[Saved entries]
******

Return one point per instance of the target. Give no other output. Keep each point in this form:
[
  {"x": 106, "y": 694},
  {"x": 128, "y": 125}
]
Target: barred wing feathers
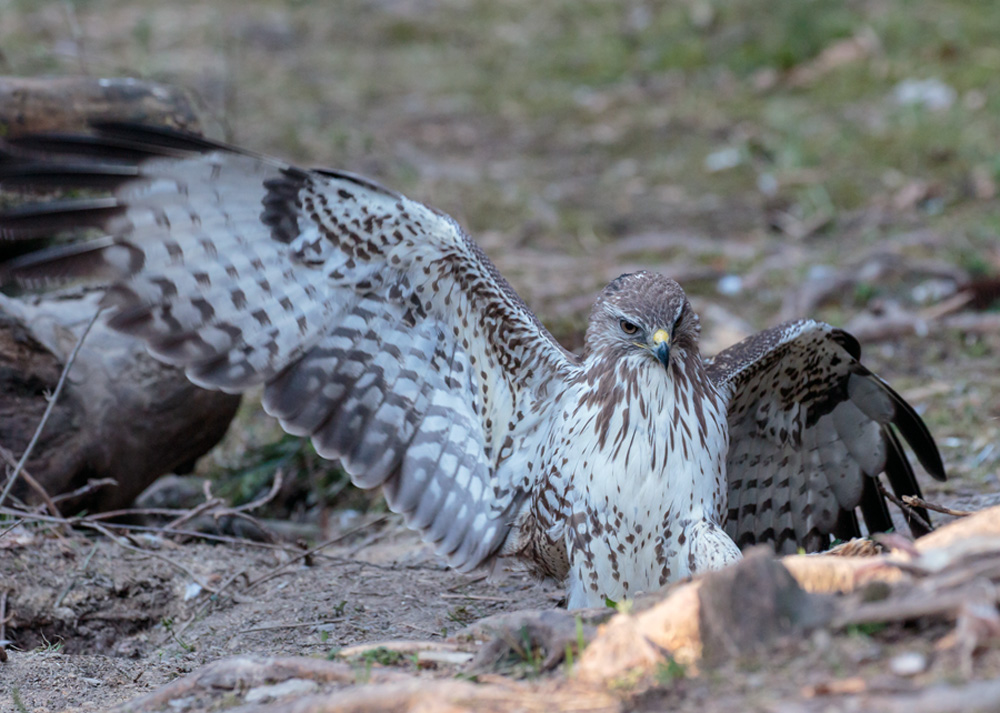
[
  {"x": 376, "y": 326},
  {"x": 810, "y": 430}
]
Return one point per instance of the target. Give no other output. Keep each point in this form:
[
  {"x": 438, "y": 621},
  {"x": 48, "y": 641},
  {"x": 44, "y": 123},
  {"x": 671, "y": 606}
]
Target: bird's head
[{"x": 642, "y": 316}]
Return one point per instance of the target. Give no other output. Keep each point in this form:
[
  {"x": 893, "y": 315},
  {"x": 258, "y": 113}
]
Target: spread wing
[
  {"x": 810, "y": 431},
  {"x": 377, "y": 327}
]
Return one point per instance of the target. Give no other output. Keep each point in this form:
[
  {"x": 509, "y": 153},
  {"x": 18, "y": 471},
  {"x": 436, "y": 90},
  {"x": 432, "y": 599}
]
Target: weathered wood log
[
  {"x": 122, "y": 415},
  {"x": 30, "y": 105}
]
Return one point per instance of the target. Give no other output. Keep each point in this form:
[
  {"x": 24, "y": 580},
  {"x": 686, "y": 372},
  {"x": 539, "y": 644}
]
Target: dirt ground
[
  {"x": 762, "y": 159},
  {"x": 109, "y": 624}
]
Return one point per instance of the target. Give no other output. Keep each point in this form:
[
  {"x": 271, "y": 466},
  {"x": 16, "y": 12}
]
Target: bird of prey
[{"x": 379, "y": 329}]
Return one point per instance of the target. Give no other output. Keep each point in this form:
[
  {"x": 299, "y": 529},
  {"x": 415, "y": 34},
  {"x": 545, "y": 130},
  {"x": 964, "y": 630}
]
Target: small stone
[
  {"x": 908, "y": 664},
  {"x": 293, "y": 686}
]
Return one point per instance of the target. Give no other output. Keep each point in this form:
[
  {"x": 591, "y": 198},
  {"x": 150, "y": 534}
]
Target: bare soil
[{"x": 574, "y": 140}]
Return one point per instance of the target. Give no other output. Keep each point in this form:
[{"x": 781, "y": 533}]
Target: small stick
[
  {"x": 916, "y": 502},
  {"x": 476, "y": 597},
  {"x": 149, "y": 553},
  {"x": 307, "y": 553},
  {"x": 34, "y": 484},
  {"x": 193, "y": 513},
  {"x": 910, "y": 512},
  {"x": 48, "y": 409},
  {"x": 297, "y": 625},
  {"x": 3, "y": 626},
  {"x": 91, "y": 486},
  {"x": 194, "y": 617},
  {"x": 83, "y": 568},
  {"x": 11, "y": 528}
]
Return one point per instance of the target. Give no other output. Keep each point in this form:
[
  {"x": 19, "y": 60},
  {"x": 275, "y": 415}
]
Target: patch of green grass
[{"x": 669, "y": 672}]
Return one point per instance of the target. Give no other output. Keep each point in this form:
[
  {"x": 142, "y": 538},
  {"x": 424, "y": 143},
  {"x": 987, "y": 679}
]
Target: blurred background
[{"x": 836, "y": 160}]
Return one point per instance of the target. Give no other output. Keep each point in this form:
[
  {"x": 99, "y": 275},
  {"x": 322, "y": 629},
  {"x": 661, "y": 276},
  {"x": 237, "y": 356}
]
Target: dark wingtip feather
[
  {"x": 848, "y": 342},
  {"x": 62, "y": 263},
  {"x": 159, "y": 137},
  {"x": 873, "y": 507},
  {"x": 82, "y": 147},
  {"x": 916, "y": 434},
  {"x": 35, "y": 220},
  {"x": 38, "y": 174}
]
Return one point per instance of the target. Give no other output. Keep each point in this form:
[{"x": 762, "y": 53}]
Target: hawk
[{"x": 380, "y": 330}]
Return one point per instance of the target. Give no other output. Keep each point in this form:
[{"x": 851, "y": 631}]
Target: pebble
[{"x": 909, "y": 664}]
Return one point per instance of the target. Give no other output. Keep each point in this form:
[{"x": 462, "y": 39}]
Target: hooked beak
[{"x": 661, "y": 346}]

******

* [Required work] Write out the data precisely as given, excluding the pictures.

* [Result of this exercise]
Return one point per instance of the target. Give no other output. Keep each point in this form:
[
  {"x": 106, "y": 694},
  {"x": 128, "y": 125}
]
Target: barred wing feathers
[
  {"x": 376, "y": 326},
  {"x": 810, "y": 430}
]
Return one point per instance of the target. Give no other output. Keep each point in this form:
[
  {"x": 438, "y": 621},
  {"x": 48, "y": 641},
  {"x": 44, "y": 123},
  {"x": 671, "y": 606}
]
Target: bird's head
[{"x": 642, "y": 316}]
Return one point per instance of the target. Give no other output. Keep each point in this form:
[
  {"x": 893, "y": 315},
  {"x": 258, "y": 113}
]
Target: spread wing
[
  {"x": 810, "y": 431},
  {"x": 377, "y": 327}
]
Return one point per instance of the target. Give no other output. Keep each point in this form:
[
  {"x": 509, "y": 153},
  {"x": 18, "y": 471},
  {"x": 436, "y": 90},
  {"x": 432, "y": 599}
]
Target: weathered wood log
[
  {"x": 122, "y": 415},
  {"x": 30, "y": 105}
]
Return one point per instance of the target. Give no other output. Keep each point in this form:
[
  {"x": 24, "y": 580},
  {"x": 686, "y": 372},
  {"x": 539, "y": 644}
]
Target: dirt ground
[
  {"x": 762, "y": 159},
  {"x": 109, "y": 624}
]
Return one point per instance of the target. Give no other output. Keep each point in this form:
[
  {"x": 271, "y": 466},
  {"x": 16, "y": 12}
]
Target: bird of prey
[{"x": 379, "y": 329}]
Return one point per instance of the target. Give no other output. Keep each point in this form:
[
  {"x": 299, "y": 529},
  {"x": 415, "y": 34},
  {"x": 545, "y": 130},
  {"x": 964, "y": 630}
]
Target: small stone
[
  {"x": 908, "y": 664},
  {"x": 293, "y": 686}
]
Return one point per instance of the target. Give no other output. Keep each point in this form:
[
  {"x": 591, "y": 198},
  {"x": 150, "y": 534}
]
Target: bare soil
[{"x": 574, "y": 140}]
Return one point per instance of the target. Give no other output. Keep each point in this form:
[{"x": 781, "y": 533}]
Target: small stick
[
  {"x": 916, "y": 502},
  {"x": 476, "y": 597},
  {"x": 149, "y": 553},
  {"x": 307, "y": 553},
  {"x": 34, "y": 484},
  {"x": 193, "y": 513},
  {"x": 910, "y": 512},
  {"x": 48, "y": 409},
  {"x": 297, "y": 625},
  {"x": 3, "y": 626},
  {"x": 91, "y": 486},
  {"x": 194, "y": 617},
  {"x": 83, "y": 568},
  {"x": 11, "y": 528}
]
Return one point per instance of the target. Give no other output. Keep each point in this form:
[
  {"x": 19, "y": 60},
  {"x": 275, "y": 415}
]
Target: patch of green grass
[{"x": 669, "y": 672}]
Return one point per instance of the target. Give no other output. Keep each point in this form:
[
  {"x": 142, "y": 538},
  {"x": 424, "y": 143},
  {"x": 987, "y": 679}
]
Target: blurred background
[{"x": 836, "y": 160}]
Return one point per instance of the target. Give no other output. Keep each point in this form:
[
  {"x": 99, "y": 275},
  {"x": 322, "y": 629},
  {"x": 661, "y": 276},
  {"x": 237, "y": 356}
]
Target: dark wingtip feather
[
  {"x": 848, "y": 342},
  {"x": 62, "y": 263},
  {"x": 159, "y": 137},
  {"x": 873, "y": 507},
  {"x": 82, "y": 147},
  {"x": 916, "y": 434},
  {"x": 35, "y": 220},
  {"x": 38, "y": 174}
]
Return one point per instance of the target. Give no other output. Keep each point in this form:
[{"x": 762, "y": 53}]
Target: hawk
[{"x": 380, "y": 330}]
Return one point per instance of the target. Give no other output. Keep each point in this form:
[{"x": 851, "y": 631}]
Target: pebble
[{"x": 909, "y": 664}]
Return one point per instance of the target. Give no other output. Keep each point in this form:
[{"x": 462, "y": 39}]
Target: hooked beak
[{"x": 661, "y": 346}]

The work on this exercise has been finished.